(Stored items from a collection)
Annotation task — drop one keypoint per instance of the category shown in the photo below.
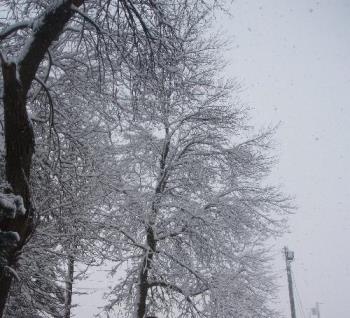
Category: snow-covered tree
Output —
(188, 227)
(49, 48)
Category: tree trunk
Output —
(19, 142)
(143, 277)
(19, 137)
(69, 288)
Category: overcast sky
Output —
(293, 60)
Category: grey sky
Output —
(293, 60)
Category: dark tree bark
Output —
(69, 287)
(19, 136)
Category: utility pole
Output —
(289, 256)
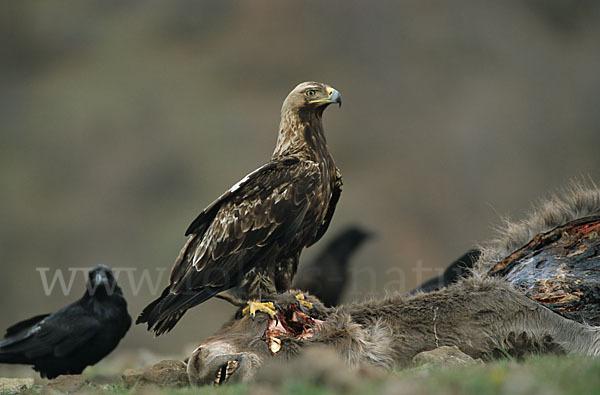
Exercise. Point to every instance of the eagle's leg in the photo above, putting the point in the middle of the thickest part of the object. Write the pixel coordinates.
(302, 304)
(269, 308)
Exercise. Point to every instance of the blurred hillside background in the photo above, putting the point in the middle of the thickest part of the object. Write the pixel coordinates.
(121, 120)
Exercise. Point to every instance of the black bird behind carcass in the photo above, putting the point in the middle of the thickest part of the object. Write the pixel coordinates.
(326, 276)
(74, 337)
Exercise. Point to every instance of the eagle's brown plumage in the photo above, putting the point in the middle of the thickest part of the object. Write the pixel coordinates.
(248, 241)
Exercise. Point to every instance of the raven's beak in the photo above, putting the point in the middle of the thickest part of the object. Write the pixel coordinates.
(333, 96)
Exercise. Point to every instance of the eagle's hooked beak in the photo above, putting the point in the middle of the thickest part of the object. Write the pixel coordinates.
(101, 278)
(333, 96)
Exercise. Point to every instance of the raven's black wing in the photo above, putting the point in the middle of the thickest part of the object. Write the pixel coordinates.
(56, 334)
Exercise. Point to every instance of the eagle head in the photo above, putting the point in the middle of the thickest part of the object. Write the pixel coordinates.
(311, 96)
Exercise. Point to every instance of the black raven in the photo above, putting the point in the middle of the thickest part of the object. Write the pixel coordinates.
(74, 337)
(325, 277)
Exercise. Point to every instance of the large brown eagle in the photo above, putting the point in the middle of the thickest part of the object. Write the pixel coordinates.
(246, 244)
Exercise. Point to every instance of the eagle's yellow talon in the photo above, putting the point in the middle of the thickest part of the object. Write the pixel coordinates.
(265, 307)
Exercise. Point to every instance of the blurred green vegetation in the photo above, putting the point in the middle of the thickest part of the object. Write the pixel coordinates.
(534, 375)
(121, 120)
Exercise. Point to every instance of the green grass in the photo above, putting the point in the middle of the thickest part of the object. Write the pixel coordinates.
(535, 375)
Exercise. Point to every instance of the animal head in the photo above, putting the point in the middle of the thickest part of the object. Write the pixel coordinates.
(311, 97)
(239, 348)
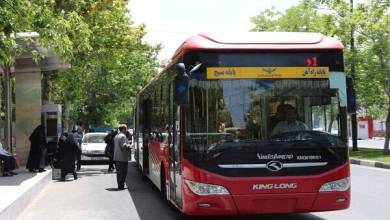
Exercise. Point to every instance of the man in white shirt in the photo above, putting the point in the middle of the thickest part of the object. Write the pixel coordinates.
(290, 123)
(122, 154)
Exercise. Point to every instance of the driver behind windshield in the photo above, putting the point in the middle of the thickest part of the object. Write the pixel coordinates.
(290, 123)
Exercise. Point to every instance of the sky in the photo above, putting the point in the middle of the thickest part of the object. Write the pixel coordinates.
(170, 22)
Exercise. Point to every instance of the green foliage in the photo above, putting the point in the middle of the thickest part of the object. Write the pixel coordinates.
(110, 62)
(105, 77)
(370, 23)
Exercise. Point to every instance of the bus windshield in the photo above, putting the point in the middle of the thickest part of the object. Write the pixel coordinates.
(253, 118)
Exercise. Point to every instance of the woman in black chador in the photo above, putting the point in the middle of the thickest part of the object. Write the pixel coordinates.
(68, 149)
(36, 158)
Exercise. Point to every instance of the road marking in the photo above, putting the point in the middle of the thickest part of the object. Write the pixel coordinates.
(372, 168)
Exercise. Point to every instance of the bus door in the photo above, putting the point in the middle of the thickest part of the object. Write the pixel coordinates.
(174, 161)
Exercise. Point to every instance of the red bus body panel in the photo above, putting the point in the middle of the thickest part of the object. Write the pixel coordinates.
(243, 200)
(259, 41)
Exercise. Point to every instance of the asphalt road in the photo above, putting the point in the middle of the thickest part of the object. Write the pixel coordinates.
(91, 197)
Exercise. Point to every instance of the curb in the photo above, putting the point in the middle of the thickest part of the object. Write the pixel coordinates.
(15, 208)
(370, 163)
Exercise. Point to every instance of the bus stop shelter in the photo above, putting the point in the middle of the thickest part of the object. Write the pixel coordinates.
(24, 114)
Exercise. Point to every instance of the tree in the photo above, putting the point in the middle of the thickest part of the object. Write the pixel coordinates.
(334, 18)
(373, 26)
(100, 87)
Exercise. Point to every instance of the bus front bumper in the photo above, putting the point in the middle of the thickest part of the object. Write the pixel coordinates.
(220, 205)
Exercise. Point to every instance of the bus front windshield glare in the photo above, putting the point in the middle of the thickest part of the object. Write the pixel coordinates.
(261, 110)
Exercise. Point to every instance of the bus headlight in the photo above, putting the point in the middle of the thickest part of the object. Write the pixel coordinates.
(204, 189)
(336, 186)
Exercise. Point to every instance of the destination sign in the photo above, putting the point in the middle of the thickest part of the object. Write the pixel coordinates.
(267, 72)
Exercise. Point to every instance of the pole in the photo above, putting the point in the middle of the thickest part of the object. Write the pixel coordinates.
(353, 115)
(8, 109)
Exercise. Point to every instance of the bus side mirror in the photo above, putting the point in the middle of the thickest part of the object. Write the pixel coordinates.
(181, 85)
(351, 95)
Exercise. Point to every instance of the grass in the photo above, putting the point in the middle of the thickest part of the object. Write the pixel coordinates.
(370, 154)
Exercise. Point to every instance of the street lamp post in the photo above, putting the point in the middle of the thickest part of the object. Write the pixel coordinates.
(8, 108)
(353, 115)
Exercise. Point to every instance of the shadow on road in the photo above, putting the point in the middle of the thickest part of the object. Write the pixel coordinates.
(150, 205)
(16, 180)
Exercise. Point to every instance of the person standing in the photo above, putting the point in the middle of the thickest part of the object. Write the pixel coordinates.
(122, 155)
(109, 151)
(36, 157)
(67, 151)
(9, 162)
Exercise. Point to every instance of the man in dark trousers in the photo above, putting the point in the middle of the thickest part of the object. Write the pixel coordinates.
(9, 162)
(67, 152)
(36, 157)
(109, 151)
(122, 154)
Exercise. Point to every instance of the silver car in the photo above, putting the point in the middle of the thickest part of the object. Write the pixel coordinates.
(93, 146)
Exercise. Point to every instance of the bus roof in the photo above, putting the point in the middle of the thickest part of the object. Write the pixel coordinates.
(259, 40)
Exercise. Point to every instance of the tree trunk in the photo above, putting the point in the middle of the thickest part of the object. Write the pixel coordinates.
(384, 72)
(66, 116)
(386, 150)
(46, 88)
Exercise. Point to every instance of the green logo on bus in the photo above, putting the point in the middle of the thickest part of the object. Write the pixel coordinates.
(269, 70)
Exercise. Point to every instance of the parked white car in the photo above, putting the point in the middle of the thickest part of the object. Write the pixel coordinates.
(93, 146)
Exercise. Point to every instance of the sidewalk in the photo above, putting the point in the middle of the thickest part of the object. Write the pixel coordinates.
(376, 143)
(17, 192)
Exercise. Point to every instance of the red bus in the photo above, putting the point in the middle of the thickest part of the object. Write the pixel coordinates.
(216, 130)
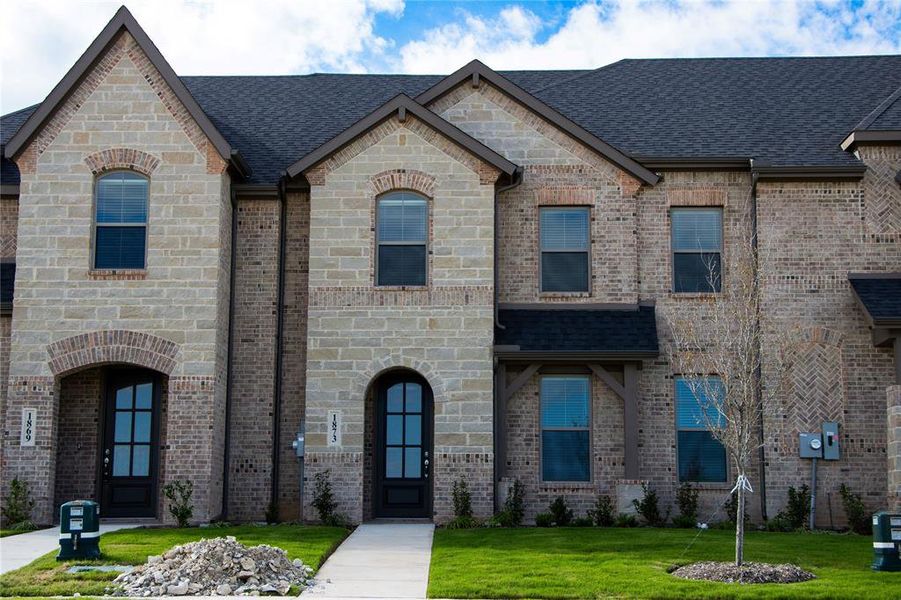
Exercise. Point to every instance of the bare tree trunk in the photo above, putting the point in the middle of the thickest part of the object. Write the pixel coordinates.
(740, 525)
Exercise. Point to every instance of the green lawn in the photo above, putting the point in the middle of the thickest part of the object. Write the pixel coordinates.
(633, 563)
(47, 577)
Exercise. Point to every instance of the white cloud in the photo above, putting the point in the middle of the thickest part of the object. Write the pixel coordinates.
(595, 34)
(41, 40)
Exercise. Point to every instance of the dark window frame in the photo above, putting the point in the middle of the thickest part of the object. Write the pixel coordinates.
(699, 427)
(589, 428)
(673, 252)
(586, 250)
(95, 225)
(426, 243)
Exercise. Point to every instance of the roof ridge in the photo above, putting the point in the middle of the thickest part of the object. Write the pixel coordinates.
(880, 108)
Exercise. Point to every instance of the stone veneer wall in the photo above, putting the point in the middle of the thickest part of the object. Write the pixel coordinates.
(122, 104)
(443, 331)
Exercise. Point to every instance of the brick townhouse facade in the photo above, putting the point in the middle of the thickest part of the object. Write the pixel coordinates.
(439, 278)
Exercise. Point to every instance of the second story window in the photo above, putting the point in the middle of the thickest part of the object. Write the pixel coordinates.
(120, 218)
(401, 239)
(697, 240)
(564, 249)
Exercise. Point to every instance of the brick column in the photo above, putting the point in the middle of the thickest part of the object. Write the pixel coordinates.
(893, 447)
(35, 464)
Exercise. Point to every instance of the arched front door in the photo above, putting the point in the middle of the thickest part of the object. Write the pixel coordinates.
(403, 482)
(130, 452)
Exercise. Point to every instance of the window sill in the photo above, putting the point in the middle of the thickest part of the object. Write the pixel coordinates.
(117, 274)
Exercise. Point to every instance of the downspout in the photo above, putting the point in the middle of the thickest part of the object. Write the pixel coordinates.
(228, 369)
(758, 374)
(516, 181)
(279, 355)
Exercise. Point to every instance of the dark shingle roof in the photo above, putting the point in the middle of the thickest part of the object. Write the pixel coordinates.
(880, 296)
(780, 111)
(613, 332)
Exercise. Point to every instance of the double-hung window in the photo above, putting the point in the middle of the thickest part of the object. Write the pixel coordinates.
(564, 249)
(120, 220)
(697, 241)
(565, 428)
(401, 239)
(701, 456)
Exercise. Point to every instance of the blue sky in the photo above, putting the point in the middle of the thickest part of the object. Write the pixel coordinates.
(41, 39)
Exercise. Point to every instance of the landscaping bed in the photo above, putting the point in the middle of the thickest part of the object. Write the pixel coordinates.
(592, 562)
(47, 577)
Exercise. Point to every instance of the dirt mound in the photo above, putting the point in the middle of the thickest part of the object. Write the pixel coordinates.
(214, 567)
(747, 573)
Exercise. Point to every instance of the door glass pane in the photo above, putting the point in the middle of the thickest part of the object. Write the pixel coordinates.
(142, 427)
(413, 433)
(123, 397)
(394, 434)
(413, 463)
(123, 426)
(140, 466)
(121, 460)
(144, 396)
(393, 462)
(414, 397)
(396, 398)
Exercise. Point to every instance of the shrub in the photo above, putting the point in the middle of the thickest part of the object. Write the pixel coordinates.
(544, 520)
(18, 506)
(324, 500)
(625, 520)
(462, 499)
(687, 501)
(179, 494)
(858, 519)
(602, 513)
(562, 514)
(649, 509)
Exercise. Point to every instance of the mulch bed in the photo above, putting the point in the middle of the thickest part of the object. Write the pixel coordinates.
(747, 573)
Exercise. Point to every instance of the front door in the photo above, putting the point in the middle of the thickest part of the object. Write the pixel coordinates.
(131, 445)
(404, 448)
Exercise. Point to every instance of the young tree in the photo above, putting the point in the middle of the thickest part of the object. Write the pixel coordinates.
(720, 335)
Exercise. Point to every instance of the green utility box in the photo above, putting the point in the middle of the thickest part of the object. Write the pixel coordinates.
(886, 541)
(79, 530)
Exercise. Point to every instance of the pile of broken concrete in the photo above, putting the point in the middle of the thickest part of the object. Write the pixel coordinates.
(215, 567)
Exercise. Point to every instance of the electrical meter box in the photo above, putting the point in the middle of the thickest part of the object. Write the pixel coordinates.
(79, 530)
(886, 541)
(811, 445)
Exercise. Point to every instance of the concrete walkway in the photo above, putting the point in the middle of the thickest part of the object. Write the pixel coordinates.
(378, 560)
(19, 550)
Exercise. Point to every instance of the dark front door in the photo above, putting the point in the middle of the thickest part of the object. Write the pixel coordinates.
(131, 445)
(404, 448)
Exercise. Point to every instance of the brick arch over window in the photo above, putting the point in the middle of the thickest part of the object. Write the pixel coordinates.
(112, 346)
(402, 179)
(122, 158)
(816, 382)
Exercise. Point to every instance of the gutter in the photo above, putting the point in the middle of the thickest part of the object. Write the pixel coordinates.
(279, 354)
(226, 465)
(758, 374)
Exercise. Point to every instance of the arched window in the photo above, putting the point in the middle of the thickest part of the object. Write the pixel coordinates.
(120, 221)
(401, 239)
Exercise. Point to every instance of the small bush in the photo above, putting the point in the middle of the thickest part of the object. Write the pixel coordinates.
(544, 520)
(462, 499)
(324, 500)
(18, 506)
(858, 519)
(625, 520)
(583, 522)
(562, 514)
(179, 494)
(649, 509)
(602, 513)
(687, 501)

→ EXERCISE BRIEF
Reproduce the records above from their first line to the line bearing "Category: dark tree bark", both ends included, leaving every picture out.

→ WRITTEN SOLUTION
Annotation task — drop one keypoint per instance of the category shown in the photo below.
Category: snow-covered tree
Output —
(188, 227)
(49, 48)
Category: tree trunk
Output —
(19, 142)
(143, 277)
(19, 137)
(69, 288)
Category: overcast sky
Output —
(293, 60)
Category: grey sky
Output —
(293, 60)
Category: dark tree bark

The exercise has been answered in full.